[Items stored from a collection]
++++
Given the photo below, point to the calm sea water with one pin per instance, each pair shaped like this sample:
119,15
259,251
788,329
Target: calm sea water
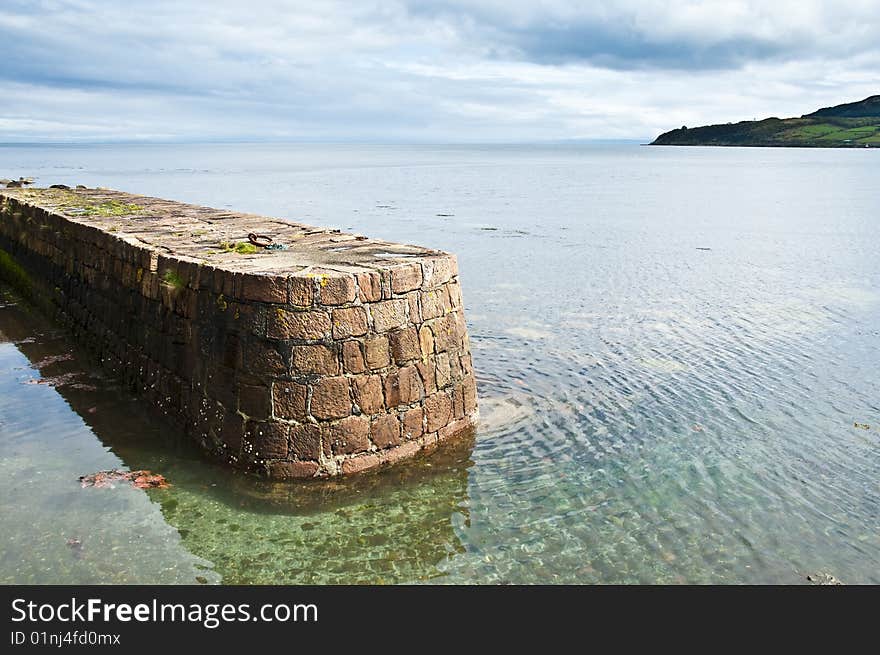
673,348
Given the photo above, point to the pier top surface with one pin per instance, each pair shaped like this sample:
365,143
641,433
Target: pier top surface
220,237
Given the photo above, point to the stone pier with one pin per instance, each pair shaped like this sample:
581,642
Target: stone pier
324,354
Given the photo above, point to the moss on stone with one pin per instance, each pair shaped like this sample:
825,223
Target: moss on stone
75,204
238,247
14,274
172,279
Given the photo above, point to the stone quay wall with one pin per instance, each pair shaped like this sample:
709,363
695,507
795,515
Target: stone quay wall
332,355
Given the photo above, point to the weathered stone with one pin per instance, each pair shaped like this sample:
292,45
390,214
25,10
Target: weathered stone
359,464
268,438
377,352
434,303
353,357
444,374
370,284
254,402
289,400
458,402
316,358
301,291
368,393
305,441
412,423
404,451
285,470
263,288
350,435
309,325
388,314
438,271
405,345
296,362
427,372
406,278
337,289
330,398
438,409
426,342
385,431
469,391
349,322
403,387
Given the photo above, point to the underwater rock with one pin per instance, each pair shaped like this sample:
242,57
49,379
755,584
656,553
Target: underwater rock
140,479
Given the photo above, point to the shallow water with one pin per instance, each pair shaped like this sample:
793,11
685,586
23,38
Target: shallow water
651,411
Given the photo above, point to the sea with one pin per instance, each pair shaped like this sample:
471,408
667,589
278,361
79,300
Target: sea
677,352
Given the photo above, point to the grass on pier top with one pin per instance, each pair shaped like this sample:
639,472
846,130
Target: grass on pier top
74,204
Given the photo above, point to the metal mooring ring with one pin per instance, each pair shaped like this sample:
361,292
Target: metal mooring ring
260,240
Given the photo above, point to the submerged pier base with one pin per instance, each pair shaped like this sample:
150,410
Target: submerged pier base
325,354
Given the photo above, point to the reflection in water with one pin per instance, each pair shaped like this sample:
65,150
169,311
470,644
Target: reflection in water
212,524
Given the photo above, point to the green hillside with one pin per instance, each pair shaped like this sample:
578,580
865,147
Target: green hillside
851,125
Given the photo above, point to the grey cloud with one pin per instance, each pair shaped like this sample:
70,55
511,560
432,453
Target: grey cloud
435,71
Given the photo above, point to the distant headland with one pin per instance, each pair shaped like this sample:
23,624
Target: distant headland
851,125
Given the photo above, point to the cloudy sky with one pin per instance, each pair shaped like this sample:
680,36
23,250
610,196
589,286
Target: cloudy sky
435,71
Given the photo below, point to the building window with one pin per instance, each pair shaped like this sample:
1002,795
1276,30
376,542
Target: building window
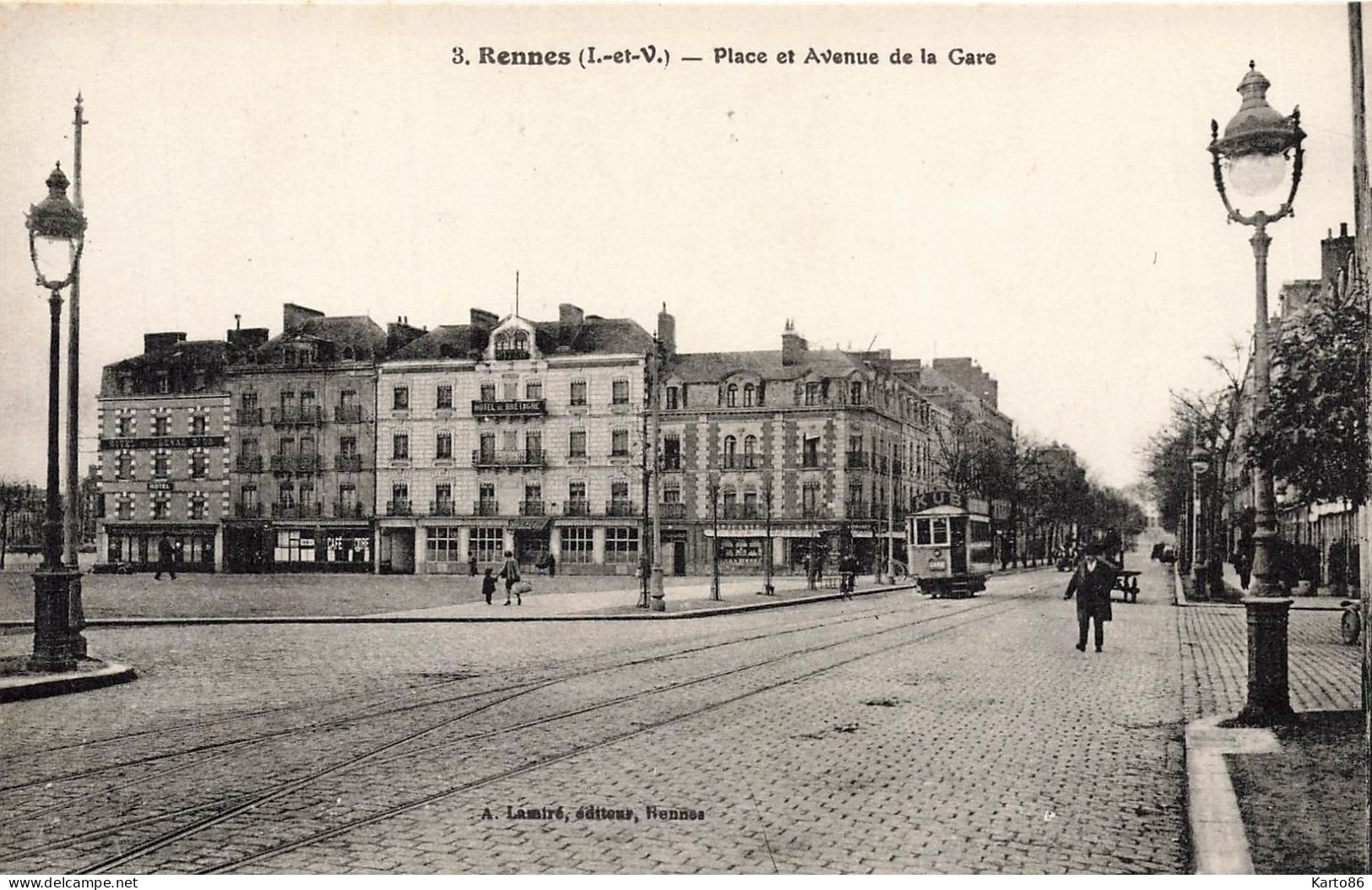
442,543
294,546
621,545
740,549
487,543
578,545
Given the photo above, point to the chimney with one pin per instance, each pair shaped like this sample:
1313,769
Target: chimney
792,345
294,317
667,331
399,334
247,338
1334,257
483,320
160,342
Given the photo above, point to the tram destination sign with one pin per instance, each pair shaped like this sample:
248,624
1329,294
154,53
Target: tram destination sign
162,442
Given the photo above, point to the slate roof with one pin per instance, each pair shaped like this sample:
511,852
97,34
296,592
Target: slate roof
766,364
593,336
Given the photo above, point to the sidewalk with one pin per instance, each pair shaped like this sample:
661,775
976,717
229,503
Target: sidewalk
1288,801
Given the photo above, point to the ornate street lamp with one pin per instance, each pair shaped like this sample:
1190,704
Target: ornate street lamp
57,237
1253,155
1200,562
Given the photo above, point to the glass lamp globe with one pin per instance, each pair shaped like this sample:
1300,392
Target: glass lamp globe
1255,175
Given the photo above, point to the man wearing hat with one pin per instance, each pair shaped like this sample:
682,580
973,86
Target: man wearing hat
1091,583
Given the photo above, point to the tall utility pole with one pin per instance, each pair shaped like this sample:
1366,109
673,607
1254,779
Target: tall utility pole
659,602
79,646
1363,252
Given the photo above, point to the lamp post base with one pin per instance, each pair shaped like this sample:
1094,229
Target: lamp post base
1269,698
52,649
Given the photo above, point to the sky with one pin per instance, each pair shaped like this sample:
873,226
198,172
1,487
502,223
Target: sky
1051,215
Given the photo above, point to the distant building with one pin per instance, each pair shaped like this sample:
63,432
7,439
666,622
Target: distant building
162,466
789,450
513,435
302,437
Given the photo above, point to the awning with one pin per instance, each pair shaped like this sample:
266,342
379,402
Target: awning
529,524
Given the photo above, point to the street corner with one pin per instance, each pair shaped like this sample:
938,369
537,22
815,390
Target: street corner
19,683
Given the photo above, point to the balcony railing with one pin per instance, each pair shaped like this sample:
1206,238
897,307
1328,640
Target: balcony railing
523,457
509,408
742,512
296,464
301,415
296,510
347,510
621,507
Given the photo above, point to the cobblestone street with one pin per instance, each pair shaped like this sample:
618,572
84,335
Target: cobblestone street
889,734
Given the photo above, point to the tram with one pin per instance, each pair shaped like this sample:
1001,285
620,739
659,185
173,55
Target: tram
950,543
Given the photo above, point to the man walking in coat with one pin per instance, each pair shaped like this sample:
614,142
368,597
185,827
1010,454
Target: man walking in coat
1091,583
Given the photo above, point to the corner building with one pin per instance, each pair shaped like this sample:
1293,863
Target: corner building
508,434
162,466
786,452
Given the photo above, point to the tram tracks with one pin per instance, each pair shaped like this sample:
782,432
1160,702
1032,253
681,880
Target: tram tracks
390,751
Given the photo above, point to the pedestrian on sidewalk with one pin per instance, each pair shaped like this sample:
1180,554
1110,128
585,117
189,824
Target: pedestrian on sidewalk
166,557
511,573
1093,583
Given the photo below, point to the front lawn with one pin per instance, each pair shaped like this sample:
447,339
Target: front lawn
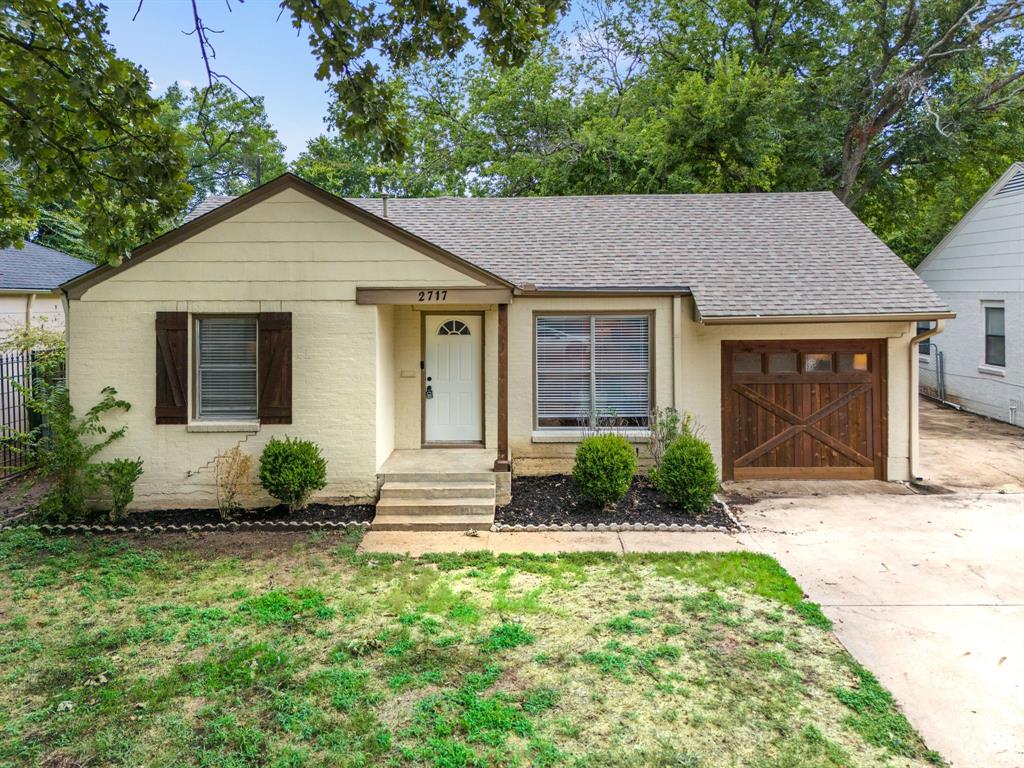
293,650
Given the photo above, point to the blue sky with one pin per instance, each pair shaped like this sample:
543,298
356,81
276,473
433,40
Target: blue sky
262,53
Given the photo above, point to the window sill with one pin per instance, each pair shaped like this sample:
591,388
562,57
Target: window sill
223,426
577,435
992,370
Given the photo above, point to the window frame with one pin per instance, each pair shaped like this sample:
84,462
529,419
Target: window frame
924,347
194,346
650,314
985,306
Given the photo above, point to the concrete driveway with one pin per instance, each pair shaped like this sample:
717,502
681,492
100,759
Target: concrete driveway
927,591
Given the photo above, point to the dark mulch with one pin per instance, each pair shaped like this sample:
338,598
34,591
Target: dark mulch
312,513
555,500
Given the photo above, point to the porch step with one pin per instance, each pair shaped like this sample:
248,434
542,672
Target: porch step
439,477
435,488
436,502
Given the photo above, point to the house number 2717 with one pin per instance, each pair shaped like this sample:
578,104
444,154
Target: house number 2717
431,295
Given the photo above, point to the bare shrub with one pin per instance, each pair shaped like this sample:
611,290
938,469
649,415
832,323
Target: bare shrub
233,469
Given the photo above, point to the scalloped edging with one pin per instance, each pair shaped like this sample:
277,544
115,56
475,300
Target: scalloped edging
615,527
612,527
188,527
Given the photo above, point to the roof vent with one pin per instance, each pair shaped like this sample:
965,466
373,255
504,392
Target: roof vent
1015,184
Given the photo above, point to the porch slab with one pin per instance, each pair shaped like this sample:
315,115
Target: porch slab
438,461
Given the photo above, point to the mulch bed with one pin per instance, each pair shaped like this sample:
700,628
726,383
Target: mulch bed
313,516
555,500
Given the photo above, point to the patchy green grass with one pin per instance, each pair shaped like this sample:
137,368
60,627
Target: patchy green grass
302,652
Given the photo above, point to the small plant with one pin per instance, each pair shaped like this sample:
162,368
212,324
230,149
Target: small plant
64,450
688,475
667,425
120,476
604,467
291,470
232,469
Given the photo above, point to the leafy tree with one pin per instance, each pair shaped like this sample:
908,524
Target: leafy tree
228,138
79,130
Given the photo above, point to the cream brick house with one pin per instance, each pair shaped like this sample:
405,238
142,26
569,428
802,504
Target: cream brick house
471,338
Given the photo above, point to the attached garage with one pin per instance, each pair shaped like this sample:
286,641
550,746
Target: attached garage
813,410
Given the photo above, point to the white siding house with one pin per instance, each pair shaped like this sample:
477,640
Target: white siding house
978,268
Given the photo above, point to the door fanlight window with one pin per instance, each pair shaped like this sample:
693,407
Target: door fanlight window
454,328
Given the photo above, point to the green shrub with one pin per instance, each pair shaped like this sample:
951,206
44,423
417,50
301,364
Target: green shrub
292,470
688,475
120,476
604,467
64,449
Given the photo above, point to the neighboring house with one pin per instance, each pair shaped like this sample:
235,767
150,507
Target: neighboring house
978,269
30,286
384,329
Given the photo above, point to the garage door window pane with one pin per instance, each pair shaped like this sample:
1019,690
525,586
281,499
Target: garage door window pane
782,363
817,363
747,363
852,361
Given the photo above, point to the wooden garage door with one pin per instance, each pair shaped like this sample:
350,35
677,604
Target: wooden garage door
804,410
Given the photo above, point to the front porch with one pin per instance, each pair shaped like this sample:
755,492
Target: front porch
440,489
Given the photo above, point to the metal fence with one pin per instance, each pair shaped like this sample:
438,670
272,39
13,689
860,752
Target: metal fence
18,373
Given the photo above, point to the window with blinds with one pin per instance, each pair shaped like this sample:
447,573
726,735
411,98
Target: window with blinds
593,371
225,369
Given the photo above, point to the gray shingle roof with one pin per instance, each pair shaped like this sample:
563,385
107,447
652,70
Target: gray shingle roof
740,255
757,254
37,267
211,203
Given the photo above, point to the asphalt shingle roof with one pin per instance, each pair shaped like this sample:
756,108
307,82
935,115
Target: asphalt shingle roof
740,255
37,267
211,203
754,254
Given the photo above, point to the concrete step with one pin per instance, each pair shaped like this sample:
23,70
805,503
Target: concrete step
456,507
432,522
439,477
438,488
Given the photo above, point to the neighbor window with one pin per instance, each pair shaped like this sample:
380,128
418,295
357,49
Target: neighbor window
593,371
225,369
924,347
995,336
++++
**Exercise aim**
Replace "shingle" with "tile" in the items from the line containing "Given the photo above, point to the garage" through the last line, both ends included. Return those lines with nothing else altered.

**Output of the task**
Given the photo above, point to the garage door window pane with one pin per instance, each pair shaped like this sample:
1019,690
525,586
281,499
Target: garage door window pane
782,363
817,363
747,363
852,361
Given the photo above, point to the wooden garage door with one pin per instance, each pair shaped like this sample:
350,35
677,604
Target: wooden garage door
804,410
Given the photo above, point to the front porch with one pin per instance, each pair shaped like this sample:
755,492
Target: front porch
440,489
Given the photo above, point to the metal fence with one pin per instance, each pair shaped like this sample:
438,670
272,39
13,689
860,752
Target: metal fence
18,373
Given the photo above, point to the window with blinds with one pin per instance, each pair shaped like this sample:
447,573
726,735
411,98
Target: window with blinds
593,371
225,369
Given the photo above, point to the gray tile roof with one pin per instance, each pair shaped like this sample:
563,385
107,447
652,70
Target: gray tile roof
740,255
757,254
37,267
211,203
Given the photo above, point to the asphalt tile roof with one pin per instance, each pair shaped like this sample:
756,108
307,82
935,115
Target: asphalt tile roof
740,255
37,267
211,203
754,254
Given the photo above, point to the concrete step with one pin per instance, each pair shaped like this sample:
23,70
805,503
Target: concrete step
456,507
432,522
439,477
438,488
Given the photo above, point to the neighbor window with one pin per instance, each pair shaped like this sample:
380,128
418,295
357,49
Target: neighbor window
593,371
225,369
924,347
995,336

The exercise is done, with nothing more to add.